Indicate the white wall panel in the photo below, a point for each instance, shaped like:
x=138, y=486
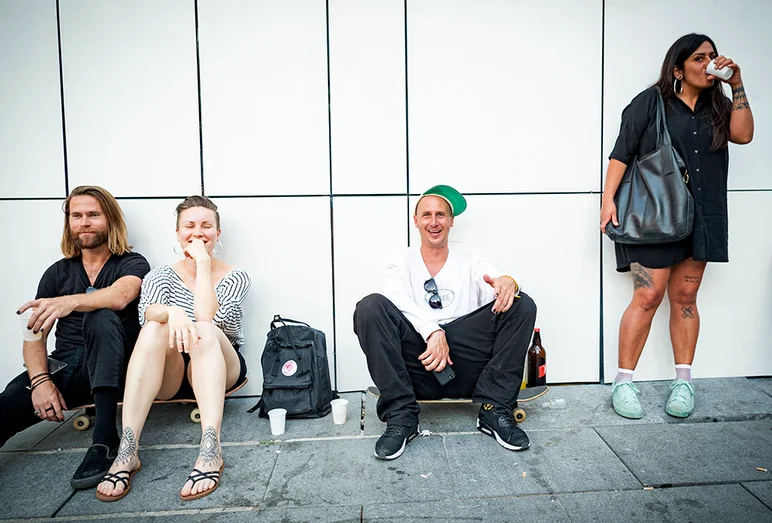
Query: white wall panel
x=264, y=97
x=32, y=253
x=519, y=234
x=633, y=60
x=504, y=96
x=360, y=254
x=31, y=155
x=131, y=102
x=734, y=302
x=367, y=92
x=284, y=245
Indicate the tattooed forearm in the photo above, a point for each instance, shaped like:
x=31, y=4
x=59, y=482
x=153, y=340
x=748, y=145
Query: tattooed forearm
x=642, y=277
x=739, y=99
x=128, y=446
x=209, y=452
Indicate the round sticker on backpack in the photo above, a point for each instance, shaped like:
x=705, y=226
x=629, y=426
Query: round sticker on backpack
x=289, y=368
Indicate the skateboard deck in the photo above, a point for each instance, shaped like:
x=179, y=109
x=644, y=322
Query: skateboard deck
x=85, y=420
x=525, y=395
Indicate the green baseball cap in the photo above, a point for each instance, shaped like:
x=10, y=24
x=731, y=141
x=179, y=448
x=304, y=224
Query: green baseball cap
x=454, y=198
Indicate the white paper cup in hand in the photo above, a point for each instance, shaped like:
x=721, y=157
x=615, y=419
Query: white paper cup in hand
x=725, y=73
x=27, y=333
x=339, y=407
x=277, y=417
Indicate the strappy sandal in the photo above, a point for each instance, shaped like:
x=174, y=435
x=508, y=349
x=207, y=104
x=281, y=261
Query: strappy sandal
x=124, y=476
x=197, y=476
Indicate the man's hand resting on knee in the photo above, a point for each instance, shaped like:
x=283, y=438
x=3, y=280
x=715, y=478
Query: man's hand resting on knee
x=437, y=353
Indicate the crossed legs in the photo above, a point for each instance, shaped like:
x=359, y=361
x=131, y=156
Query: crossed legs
x=156, y=371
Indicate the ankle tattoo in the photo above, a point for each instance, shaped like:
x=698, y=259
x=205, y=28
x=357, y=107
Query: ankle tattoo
x=128, y=446
x=209, y=452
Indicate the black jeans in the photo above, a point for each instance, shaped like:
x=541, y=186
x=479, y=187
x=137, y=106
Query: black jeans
x=488, y=352
x=101, y=363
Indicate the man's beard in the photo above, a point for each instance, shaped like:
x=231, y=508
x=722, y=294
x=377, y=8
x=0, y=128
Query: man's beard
x=92, y=241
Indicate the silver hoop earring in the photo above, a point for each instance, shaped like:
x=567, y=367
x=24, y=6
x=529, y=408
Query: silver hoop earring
x=677, y=88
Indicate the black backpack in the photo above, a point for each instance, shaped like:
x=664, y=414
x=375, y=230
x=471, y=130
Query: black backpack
x=296, y=375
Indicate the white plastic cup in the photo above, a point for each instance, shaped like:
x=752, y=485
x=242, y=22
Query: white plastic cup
x=277, y=417
x=27, y=333
x=339, y=407
x=724, y=73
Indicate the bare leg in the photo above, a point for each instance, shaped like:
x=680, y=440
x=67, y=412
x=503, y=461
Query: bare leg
x=648, y=291
x=214, y=366
x=685, y=280
x=154, y=370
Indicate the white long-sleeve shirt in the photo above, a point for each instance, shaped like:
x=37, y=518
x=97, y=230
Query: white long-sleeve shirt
x=460, y=284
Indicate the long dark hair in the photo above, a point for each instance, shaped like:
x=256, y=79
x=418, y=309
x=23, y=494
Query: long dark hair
x=719, y=105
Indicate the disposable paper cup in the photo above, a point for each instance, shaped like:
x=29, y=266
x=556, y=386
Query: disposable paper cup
x=339, y=407
x=277, y=417
x=725, y=73
x=23, y=320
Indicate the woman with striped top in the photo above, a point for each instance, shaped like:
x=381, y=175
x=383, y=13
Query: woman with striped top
x=191, y=313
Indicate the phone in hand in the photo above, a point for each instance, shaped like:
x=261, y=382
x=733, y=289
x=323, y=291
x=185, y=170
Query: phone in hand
x=445, y=375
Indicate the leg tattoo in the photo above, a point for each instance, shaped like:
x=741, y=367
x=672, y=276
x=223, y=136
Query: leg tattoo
x=128, y=446
x=209, y=452
x=642, y=277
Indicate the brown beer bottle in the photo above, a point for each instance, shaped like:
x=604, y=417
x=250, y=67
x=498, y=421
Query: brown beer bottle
x=537, y=362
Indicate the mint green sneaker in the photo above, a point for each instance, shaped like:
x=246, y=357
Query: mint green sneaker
x=624, y=397
x=681, y=401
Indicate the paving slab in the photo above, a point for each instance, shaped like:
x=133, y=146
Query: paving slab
x=693, y=453
x=28, y=439
x=327, y=514
x=764, y=384
x=35, y=485
x=534, y=509
x=761, y=489
x=156, y=487
x=568, y=460
x=345, y=472
x=697, y=503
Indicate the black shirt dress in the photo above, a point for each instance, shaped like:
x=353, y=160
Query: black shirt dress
x=692, y=134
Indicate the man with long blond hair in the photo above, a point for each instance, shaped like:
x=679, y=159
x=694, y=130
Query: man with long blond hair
x=92, y=295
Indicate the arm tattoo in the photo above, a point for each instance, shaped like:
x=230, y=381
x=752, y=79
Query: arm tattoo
x=209, y=451
x=128, y=446
x=739, y=100
x=642, y=277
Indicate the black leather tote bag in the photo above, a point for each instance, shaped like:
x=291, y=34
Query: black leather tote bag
x=653, y=202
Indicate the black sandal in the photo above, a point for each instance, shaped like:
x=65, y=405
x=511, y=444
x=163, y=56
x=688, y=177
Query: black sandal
x=197, y=476
x=114, y=478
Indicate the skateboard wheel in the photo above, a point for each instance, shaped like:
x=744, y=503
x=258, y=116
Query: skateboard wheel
x=81, y=422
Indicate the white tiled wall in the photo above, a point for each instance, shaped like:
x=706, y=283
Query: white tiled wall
x=495, y=97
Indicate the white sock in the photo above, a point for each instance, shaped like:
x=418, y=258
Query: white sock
x=684, y=372
x=624, y=375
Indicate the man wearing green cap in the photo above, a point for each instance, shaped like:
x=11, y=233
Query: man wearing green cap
x=445, y=306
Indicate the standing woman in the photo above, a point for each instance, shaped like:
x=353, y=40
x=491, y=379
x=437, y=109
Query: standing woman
x=701, y=120
x=191, y=314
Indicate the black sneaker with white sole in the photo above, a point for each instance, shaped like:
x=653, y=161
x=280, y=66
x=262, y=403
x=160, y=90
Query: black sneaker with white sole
x=392, y=443
x=500, y=423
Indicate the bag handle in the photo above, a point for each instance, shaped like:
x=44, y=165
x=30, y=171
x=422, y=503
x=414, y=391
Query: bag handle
x=278, y=319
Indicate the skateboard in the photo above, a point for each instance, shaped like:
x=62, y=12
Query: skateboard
x=526, y=395
x=85, y=420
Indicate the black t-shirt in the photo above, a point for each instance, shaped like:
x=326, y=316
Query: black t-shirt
x=692, y=134
x=67, y=276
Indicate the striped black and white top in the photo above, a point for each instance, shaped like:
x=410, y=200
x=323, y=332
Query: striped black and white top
x=164, y=286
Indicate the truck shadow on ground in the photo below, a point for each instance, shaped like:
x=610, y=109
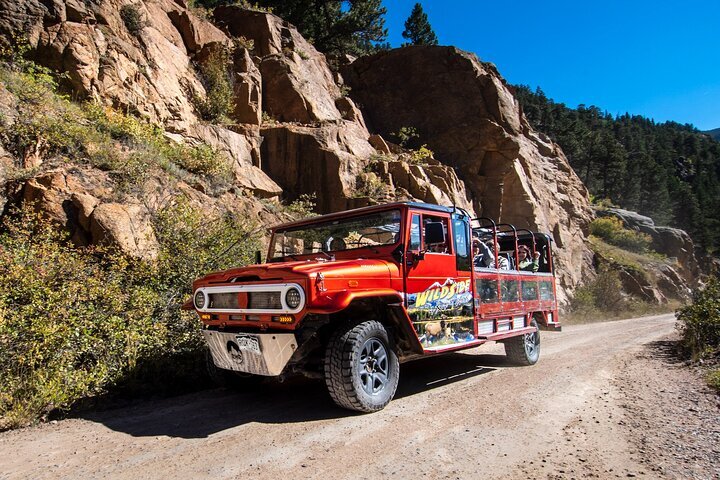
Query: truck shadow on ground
x=298, y=399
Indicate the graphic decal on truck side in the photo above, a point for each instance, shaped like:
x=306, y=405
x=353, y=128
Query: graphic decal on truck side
x=442, y=313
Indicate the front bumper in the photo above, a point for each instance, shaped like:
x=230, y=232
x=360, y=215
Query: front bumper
x=259, y=354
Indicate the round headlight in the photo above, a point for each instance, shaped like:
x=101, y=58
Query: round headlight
x=199, y=300
x=292, y=298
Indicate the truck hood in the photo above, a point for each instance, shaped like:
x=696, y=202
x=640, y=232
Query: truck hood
x=288, y=271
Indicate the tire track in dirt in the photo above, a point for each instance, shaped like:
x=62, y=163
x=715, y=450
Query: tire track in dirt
x=464, y=415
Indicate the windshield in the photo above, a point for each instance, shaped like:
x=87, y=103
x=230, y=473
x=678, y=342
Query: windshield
x=381, y=228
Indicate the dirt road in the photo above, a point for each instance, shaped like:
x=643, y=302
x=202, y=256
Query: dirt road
x=596, y=405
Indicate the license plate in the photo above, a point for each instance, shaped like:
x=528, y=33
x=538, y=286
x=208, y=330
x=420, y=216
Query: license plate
x=248, y=343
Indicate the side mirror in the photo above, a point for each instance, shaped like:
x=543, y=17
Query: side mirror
x=434, y=233
x=414, y=257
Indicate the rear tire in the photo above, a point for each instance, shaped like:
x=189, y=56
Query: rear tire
x=361, y=367
x=524, y=349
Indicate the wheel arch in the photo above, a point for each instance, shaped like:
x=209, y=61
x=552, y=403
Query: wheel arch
x=389, y=311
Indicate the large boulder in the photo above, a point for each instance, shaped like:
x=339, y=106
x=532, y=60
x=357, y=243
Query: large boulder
x=147, y=71
x=466, y=113
x=124, y=226
x=297, y=85
x=672, y=242
x=323, y=161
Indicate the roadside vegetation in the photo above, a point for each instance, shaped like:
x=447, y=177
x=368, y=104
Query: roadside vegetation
x=666, y=171
x=79, y=322
x=49, y=129
x=617, y=249
x=699, y=325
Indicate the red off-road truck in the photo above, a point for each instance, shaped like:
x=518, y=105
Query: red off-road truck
x=349, y=296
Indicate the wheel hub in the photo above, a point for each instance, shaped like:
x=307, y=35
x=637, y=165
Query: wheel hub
x=373, y=363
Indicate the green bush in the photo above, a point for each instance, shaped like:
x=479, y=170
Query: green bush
x=713, y=379
x=612, y=231
x=406, y=137
x=76, y=322
x=421, y=155
x=699, y=322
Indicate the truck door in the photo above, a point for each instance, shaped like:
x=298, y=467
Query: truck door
x=438, y=291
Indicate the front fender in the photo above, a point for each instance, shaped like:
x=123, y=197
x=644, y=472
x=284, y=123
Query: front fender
x=333, y=302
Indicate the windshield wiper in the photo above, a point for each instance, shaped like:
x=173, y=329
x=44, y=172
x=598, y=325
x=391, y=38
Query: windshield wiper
x=330, y=257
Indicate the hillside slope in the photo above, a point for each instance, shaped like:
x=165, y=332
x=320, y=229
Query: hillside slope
x=290, y=130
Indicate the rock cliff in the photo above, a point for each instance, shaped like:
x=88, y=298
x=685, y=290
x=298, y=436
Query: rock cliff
x=293, y=128
x=466, y=113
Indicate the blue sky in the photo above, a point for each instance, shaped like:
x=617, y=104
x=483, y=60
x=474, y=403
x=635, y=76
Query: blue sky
x=660, y=59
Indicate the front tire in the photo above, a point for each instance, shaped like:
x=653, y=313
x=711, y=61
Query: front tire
x=361, y=367
x=525, y=349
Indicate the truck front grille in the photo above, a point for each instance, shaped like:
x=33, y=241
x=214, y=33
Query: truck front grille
x=264, y=300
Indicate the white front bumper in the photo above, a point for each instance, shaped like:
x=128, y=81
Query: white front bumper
x=239, y=351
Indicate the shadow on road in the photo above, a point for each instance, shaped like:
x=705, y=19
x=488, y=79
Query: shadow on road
x=298, y=399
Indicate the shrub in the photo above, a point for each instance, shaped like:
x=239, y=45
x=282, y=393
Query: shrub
x=218, y=103
x=75, y=322
x=699, y=322
x=132, y=18
x=406, y=137
x=421, y=155
x=303, y=207
x=612, y=231
x=600, y=298
x=713, y=379
x=69, y=323
x=371, y=186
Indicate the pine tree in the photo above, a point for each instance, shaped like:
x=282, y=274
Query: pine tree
x=418, y=29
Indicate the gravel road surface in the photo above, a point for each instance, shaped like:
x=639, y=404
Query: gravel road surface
x=606, y=400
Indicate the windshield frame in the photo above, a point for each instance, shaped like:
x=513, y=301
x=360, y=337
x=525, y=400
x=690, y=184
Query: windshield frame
x=324, y=222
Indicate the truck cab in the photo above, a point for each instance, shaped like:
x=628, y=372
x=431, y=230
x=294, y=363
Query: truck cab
x=348, y=296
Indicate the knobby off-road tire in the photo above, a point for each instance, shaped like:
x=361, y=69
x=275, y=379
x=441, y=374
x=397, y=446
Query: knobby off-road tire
x=361, y=367
x=524, y=349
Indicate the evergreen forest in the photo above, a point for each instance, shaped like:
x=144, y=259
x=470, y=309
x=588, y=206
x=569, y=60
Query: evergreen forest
x=667, y=171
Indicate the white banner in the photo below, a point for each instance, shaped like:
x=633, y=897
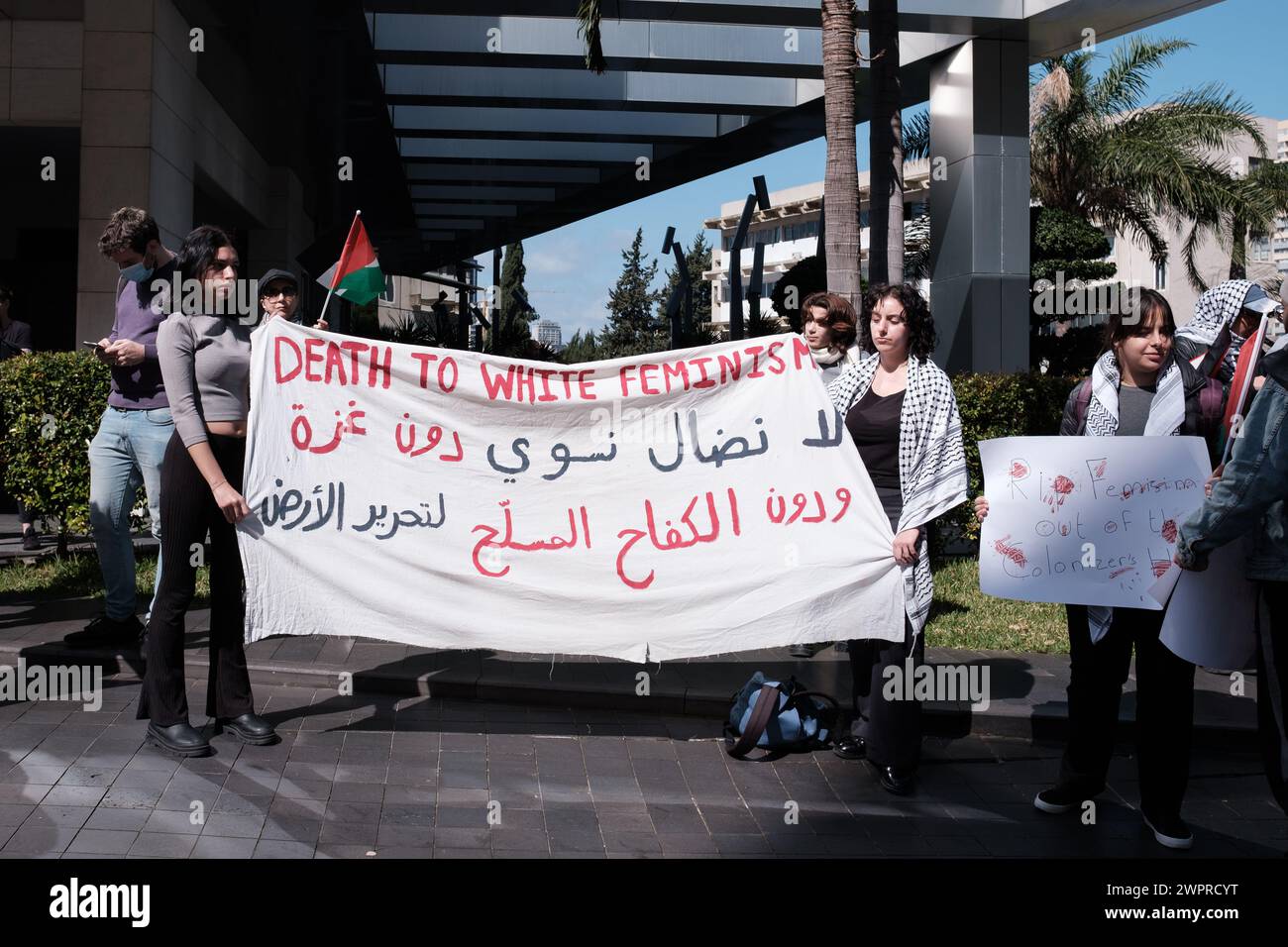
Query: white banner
x=690, y=502
x=1086, y=519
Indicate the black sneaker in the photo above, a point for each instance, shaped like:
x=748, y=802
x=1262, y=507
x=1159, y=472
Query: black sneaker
x=106, y=631
x=1168, y=830
x=850, y=748
x=805, y=650
x=1064, y=797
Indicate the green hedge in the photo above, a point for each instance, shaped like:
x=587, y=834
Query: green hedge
x=51, y=403
x=1000, y=406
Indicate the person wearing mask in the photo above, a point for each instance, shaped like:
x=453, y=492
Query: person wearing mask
x=902, y=416
x=828, y=328
x=205, y=360
x=137, y=424
x=1248, y=497
x=16, y=341
x=1138, y=386
x=279, y=295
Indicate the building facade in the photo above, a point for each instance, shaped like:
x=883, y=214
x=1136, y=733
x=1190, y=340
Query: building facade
x=790, y=231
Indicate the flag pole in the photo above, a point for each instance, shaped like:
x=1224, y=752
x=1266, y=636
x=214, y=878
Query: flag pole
x=331, y=287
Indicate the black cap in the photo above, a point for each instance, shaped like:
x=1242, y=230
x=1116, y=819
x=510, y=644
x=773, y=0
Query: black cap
x=278, y=274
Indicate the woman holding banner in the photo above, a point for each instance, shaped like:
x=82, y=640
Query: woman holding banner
x=829, y=328
x=205, y=363
x=1140, y=385
x=902, y=416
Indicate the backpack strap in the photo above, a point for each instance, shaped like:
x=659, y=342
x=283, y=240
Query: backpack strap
x=767, y=706
x=1215, y=356
x=1081, y=399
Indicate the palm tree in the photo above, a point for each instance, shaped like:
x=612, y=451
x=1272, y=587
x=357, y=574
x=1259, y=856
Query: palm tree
x=588, y=27
x=1096, y=151
x=841, y=178
x=1269, y=185
x=885, y=137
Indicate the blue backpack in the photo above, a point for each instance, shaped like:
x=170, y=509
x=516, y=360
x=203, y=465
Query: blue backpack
x=780, y=718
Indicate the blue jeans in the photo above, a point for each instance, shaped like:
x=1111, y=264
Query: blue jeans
x=127, y=451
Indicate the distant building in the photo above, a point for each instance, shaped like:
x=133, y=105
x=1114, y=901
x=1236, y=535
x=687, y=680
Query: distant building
x=790, y=232
x=412, y=298
x=550, y=335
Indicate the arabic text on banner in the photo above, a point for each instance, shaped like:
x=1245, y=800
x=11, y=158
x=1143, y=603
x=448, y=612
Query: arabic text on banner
x=673, y=505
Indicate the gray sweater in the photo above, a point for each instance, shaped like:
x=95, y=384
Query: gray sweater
x=205, y=364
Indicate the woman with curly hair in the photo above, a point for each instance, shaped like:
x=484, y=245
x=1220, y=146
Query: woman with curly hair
x=829, y=328
x=205, y=363
x=902, y=416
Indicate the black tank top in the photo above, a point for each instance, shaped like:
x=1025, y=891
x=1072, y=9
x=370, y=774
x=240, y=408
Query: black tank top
x=874, y=425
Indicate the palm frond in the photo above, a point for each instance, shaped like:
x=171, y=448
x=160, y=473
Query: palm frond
x=915, y=137
x=1126, y=81
x=588, y=27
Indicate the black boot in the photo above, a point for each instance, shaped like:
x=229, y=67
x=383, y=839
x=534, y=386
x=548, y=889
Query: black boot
x=250, y=728
x=893, y=781
x=180, y=738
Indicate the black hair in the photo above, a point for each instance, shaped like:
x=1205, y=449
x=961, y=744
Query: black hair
x=1126, y=321
x=841, y=318
x=129, y=228
x=915, y=313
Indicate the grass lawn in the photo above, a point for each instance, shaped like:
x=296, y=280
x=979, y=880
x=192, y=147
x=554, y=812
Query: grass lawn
x=961, y=617
x=965, y=617
x=77, y=575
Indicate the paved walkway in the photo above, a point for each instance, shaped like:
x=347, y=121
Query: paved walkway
x=385, y=777
x=1026, y=690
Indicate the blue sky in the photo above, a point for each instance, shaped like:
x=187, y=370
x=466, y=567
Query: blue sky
x=1239, y=43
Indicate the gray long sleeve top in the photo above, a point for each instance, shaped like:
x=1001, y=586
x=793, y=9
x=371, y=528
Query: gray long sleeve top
x=205, y=364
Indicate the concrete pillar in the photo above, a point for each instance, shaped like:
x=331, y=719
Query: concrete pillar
x=979, y=206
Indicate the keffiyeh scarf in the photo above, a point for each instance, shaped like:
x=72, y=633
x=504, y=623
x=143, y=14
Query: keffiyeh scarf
x=931, y=459
x=1166, y=412
x=831, y=356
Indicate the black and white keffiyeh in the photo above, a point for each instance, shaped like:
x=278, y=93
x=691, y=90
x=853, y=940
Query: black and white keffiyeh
x=931, y=459
x=1214, y=315
x=1166, y=412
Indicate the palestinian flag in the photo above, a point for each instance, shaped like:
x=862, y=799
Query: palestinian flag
x=357, y=274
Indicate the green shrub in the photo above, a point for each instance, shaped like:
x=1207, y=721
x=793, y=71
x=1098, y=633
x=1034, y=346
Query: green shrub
x=51, y=403
x=1000, y=406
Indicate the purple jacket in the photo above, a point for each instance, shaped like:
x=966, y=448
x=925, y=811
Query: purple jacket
x=140, y=386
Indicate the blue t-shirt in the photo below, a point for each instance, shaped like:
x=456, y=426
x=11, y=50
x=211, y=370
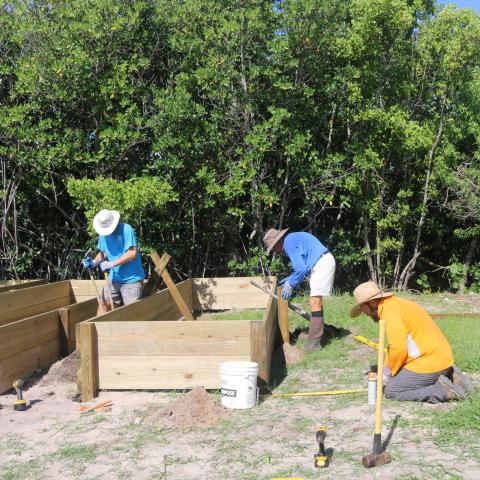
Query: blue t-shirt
x=114, y=246
x=303, y=250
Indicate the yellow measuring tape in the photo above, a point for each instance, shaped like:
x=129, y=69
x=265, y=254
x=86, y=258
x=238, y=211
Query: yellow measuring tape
x=316, y=394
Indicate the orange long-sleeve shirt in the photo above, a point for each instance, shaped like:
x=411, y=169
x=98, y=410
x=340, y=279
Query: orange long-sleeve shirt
x=414, y=339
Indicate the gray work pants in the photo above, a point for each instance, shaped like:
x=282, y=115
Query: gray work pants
x=419, y=387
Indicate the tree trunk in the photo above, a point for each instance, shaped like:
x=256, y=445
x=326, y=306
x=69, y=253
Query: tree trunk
x=466, y=264
x=409, y=268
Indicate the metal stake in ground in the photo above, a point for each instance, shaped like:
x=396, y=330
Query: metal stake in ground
x=377, y=457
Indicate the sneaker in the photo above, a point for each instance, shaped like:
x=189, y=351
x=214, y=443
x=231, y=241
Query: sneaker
x=461, y=380
x=452, y=392
x=313, y=345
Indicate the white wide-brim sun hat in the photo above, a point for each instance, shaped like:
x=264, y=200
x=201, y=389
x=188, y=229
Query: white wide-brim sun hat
x=106, y=221
x=365, y=292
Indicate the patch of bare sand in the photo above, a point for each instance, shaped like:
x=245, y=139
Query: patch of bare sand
x=292, y=354
x=63, y=371
x=196, y=408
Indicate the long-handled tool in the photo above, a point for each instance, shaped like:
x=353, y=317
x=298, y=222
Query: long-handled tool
x=291, y=306
x=377, y=457
x=92, y=278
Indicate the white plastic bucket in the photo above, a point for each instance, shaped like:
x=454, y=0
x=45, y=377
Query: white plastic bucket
x=239, y=384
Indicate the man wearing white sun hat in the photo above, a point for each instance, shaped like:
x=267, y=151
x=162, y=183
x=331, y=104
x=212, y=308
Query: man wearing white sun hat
x=118, y=254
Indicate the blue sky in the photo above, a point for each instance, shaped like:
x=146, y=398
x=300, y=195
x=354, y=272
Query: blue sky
x=474, y=4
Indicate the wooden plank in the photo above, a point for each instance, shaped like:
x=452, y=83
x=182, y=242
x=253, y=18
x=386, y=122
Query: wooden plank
x=88, y=361
x=160, y=264
x=28, y=333
x=20, y=285
x=230, y=293
x=78, y=312
x=158, y=372
x=258, y=346
x=159, y=306
x=282, y=306
x=32, y=301
x=214, y=338
x=25, y=363
x=271, y=324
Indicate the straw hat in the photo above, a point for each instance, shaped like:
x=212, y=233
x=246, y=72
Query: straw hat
x=106, y=221
x=365, y=292
x=272, y=237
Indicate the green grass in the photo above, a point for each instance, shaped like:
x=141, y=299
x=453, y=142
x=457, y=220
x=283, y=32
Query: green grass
x=460, y=426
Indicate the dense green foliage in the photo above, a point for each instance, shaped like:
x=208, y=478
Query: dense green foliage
x=206, y=122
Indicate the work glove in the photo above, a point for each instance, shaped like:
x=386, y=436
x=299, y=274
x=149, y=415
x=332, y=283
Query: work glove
x=104, y=266
x=387, y=374
x=88, y=262
x=287, y=290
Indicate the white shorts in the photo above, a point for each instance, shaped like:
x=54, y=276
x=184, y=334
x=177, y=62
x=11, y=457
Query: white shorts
x=321, y=277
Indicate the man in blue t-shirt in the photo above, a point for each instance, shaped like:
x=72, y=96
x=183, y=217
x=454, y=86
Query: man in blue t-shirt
x=309, y=257
x=118, y=254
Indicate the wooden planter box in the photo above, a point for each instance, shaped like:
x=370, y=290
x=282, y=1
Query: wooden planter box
x=37, y=325
x=145, y=346
x=8, y=285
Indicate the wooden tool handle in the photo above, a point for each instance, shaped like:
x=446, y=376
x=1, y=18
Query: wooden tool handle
x=378, y=407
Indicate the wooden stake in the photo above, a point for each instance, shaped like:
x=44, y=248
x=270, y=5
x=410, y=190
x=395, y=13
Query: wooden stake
x=88, y=361
x=160, y=268
x=283, y=316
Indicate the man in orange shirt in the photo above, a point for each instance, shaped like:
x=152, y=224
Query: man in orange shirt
x=419, y=364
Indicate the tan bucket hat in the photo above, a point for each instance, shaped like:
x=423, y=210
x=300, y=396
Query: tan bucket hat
x=365, y=292
x=106, y=221
x=272, y=237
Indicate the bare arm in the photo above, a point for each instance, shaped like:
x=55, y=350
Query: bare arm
x=128, y=256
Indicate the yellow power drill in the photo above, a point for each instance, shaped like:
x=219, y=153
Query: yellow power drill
x=321, y=458
x=20, y=404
--------
▶ What you are asked to do: Exactly the lines above from the one with "Query: black tank top" to the one with "x=331, y=719", both included, are to be quoted; leave the rest out.

▶ Answer box:
Query: black tank top
x=874, y=425
Indicate the palm frond in the photo above, a point for each instance, shaped like:
x=171, y=448
x=160, y=473
Query: palm frond
x=915, y=137
x=1126, y=81
x=588, y=27
Indicate the black boot in the photo above, a point for each instance, shaped like:
x=229, y=67
x=383, y=839
x=534, y=386
x=548, y=889
Query: black boot
x=250, y=728
x=893, y=781
x=180, y=738
Indicate the black hair in the photo above, a point for each instance, shaped like:
x=1205, y=449
x=961, y=744
Query: black hair
x=1126, y=321
x=841, y=318
x=129, y=228
x=915, y=313
Indicate the grass lawn in the photo above, a point for each instance, shaped like:
x=296, y=280
x=979, y=880
x=192, y=147
x=554, y=812
Query: grass lawn
x=961, y=617
x=965, y=617
x=77, y=575
Indicate the paved walkway in the photo above, a point for each instance, shaped like:
x=347, y=121
Query: paved walkway
x=385, y=777
x=1026, y=690
Indicate the blue sky in the photo above, a point for each instance, shaped like:
x=187, y=370
x=466, y=567
Query: blue sky
x=1239, y=43
Indicate the gray long sleeve top in the photo above, a point for each instance, shaped like:
x=1001, y=586
x=793, y=9
x=371, y=528
Query: gray long sleeve top
x=205, y=364
Indicate the concrete pillar in the photo above, a point for each instance, shaped like:
x=331, y=719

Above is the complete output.